[Natural language region descriptions]

+---+

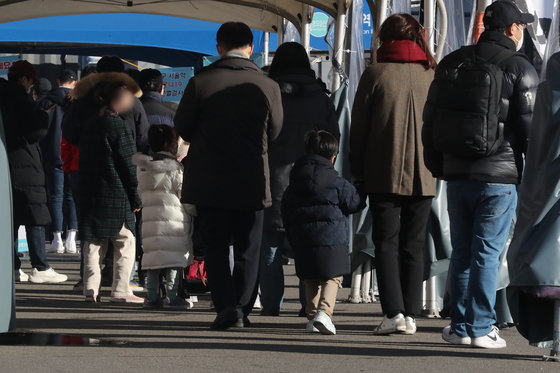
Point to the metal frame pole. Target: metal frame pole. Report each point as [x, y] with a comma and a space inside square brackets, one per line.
[339, 35]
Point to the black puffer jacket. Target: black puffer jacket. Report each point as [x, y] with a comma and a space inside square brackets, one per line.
[24, 127]
[57, 101]
[315, 209]
[518, 98]
[306, 107]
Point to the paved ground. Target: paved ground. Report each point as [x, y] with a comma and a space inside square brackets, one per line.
[134, 340]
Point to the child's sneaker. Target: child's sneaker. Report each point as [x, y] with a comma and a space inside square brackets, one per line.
[310, 328]
[449, 335]
[135, 287]
[396, 324]
[21, 276]
[491, 340]
[324, 324]
[410, 325]
[177, 304]
[153, 304]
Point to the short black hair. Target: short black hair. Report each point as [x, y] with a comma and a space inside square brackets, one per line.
[67, 76]
[89, 69]
[321, 143]
[159, 135]
[110, 64]
[234, 35]
[151, 80]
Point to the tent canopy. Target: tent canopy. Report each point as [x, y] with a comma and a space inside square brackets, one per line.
[264, 15]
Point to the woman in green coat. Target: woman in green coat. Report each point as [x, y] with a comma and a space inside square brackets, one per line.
[387, 156]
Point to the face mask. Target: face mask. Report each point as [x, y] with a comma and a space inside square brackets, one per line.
[520, 41]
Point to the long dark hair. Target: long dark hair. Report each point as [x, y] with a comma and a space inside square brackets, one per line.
[289, 56]
[403, 26]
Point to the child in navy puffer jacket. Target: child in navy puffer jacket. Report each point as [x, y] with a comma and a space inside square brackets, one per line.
[315, 210]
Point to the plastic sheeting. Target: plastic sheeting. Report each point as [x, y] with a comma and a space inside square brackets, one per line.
[534, 254]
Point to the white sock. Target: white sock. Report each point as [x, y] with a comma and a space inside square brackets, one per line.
[57, 237]
[71, 235]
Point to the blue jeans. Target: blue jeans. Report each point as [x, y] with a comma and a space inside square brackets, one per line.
[271, 271]
[36, 245]
[481, 215]
[61, 202]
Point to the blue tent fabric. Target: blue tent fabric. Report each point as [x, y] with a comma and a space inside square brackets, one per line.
[119, 29]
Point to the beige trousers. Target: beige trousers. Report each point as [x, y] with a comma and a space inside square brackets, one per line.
[124, 254]
[321, 296]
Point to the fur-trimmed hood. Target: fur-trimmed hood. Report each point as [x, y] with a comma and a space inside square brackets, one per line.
[91, 81]
[148, 163]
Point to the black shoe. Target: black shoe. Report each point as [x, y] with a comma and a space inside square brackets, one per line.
[267, 312]
[224, 321]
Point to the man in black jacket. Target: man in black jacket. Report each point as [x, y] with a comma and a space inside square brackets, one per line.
[60, 200]
[229, 114]
[482, 195]
[25, 126]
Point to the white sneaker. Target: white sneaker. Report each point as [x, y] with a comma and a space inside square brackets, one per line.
[310, 328]
[56, 247]
[410, 325]
[490, 340]
[46, 277]
[71, 247]
[450, 336]
[21, 276]
[324, 324]
[396, 324]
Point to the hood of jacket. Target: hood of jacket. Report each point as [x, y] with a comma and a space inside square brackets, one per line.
[299, 82]
[90, 82]
[312, 173]
[159, 163]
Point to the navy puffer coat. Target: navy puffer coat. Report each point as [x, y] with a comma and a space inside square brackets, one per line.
[315, 210]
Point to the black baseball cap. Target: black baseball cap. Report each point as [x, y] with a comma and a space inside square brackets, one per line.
[504, 13]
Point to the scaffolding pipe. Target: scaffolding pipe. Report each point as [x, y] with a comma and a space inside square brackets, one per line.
[266, 48]
[366, 282]
[429, 23]
[355, 296]
[442, 29]
[307, 17]
[339, 34]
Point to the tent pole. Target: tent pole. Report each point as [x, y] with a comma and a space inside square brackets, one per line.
[442, 29]
[266, 48]
[339, 34]
[429, 23]
[306, 28]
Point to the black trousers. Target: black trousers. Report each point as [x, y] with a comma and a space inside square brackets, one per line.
[232, 291]
[399, 235]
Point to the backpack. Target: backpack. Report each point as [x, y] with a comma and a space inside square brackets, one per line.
[467, 121]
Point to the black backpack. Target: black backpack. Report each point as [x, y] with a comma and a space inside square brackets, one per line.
[467, 121]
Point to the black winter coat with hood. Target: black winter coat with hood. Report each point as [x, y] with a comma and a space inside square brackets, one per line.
[25, 126]
[315, 210]
[57, 100]
[518, 97]
[306, 107]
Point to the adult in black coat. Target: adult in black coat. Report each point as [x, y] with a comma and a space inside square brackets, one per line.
[229, 114]
[60, 200]
[307, 107]
[24, 126]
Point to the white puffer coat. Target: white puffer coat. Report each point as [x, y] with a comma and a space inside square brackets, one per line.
[166, 223]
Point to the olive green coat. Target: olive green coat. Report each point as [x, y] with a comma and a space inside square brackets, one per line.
[386, 133]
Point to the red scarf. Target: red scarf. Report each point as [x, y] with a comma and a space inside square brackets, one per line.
[401, 51]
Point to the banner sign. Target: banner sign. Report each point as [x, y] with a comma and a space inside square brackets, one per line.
[175, 80]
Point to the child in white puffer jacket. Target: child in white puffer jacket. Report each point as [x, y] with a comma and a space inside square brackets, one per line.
[167, 224]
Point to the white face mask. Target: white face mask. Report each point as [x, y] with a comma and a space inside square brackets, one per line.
[520, 41]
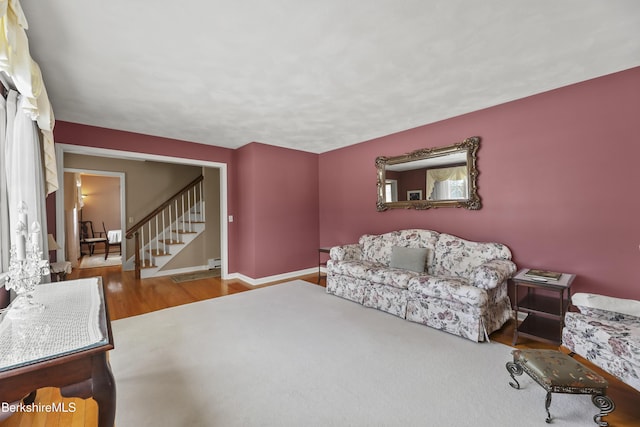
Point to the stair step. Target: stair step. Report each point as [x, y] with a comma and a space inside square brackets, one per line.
[171, 242]
[158, 252]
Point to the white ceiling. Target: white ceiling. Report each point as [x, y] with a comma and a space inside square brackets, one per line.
[314, 75]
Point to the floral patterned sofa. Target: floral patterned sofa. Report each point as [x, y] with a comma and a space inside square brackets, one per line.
[606, 332]
[458, 286]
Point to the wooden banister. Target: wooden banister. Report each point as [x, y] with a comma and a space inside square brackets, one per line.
[134, 231]
[143, 221]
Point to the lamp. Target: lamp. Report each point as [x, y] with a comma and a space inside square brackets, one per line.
[53, 245]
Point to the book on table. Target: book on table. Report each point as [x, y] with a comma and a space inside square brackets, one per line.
[543, 274]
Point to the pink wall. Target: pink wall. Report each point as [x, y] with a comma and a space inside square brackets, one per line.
[558, 176]
[278, 210]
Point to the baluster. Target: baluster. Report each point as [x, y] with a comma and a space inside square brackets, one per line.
[202, 202]
[164, 235]
[183, 226]
[170, 225]
[144, 258]
[177, 223]
[190, 208]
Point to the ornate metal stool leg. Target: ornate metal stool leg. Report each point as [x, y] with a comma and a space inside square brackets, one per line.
[514, 369]
[606, 406]
[547, 403]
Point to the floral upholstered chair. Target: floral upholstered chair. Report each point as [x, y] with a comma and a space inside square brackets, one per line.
[606, 332]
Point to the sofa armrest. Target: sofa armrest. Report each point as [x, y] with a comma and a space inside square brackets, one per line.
[605, 307]
[352, 252]
[492, 273]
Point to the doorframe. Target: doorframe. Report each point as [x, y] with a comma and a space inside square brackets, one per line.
[62, 149]
[123, 207]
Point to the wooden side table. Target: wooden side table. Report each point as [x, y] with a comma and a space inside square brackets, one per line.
[323, 250]
[63, 346]
[545, 311]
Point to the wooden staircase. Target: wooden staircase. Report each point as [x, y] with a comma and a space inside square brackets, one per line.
[167, 230]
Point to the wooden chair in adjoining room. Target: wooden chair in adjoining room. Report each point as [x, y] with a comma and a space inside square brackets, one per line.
[88, 237]
[114, 237]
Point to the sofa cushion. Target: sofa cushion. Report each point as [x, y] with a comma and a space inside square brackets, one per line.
[378, 248]
[395, 277]
[413, 259]
[586, 301]
[355, 269]
[448, 288]
[458, 257]
[619, 338]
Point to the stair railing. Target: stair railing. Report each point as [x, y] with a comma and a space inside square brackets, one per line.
[152, 231]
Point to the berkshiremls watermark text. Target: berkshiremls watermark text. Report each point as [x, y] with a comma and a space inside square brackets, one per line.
[39, 407]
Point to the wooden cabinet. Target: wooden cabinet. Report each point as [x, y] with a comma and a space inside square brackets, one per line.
[545, 302]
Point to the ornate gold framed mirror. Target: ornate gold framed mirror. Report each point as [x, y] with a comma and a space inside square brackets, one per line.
[430, 178]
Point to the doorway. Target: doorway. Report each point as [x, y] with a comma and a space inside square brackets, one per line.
[221, 185]
[94, 205]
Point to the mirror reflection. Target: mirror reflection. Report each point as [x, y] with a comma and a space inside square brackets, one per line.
[430, 177]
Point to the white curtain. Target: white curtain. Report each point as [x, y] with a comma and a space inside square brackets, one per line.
[28, 169]
[24, 169]
[4, 203]
[24, 75]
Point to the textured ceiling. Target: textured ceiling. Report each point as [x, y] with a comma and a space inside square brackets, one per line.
[314, 75]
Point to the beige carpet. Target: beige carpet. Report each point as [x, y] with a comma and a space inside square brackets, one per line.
[292, 355]
[97, 260]
[197, 275]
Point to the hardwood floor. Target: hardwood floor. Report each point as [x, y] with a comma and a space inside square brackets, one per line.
[127, 297]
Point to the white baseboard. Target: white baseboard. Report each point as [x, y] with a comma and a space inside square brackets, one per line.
[180, 271]
[521, 316]
[262, 280]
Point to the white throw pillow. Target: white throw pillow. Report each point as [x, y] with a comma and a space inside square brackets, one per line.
[413, 259]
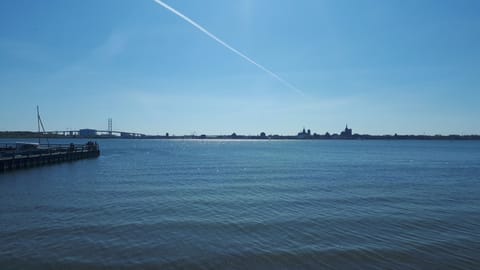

+---+

**What is required**
Only one thing is required: an exact printout of the lines from the line containing "Point to the white throw" through the last line of the records, pictures excluded.

**Exercise answer**
Point to the white throw pillow. Target: white throw pillow. Report each point as [x, y] with a comma and a space inside square brackets, one per line.
[413, 259]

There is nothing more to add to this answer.